● **EXERCISE INSTRUCTIONS**
From the records below, copy out word for word the lines beginning with the line that contains "Would you mind pointing at the pendant" and continuing through the line that contains "column 312, row 381".

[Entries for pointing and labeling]
★ ★ ★ ★
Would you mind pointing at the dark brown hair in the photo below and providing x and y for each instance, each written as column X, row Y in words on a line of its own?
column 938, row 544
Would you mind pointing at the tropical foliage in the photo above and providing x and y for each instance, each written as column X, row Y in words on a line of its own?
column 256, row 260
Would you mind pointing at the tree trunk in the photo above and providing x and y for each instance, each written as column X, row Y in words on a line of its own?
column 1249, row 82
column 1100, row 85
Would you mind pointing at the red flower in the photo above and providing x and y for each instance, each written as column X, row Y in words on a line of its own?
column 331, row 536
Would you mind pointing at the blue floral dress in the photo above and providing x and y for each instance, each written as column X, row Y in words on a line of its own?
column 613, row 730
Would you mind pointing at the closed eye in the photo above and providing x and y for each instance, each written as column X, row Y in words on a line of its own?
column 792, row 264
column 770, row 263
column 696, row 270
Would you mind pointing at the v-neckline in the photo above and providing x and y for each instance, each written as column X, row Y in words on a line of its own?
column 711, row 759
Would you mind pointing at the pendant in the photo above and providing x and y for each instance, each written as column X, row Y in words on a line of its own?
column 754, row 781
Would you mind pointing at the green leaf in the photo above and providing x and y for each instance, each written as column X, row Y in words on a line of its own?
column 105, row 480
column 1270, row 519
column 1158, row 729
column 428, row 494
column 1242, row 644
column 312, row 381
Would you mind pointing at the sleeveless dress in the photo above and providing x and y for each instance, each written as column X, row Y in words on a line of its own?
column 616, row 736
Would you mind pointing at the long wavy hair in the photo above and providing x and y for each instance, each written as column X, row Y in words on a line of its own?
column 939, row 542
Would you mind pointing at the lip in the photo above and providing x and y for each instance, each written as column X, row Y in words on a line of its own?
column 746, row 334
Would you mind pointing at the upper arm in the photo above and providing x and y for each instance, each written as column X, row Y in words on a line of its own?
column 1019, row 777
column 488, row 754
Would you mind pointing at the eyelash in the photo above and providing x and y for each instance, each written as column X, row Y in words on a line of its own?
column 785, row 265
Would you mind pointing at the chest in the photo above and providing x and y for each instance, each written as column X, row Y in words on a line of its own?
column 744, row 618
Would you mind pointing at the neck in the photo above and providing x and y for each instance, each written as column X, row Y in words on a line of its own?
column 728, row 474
★ ★ ★ ★
● **SOLVED PROBLEM**
Would you mind pointing at the pendant in the photo above and providing x and y for each instance, each written as column X, row Y in words on a line of its own?
column 754, row 781
Would you mind pointing at the green leaf in the photo above and providing x and y for each instance, each written as column X, row Y in words on a line of its own?
column 105, row 480
column 1270, row 519
column 1158, row 729
column 428, row 494
column 1242, row 644
column 312, row 381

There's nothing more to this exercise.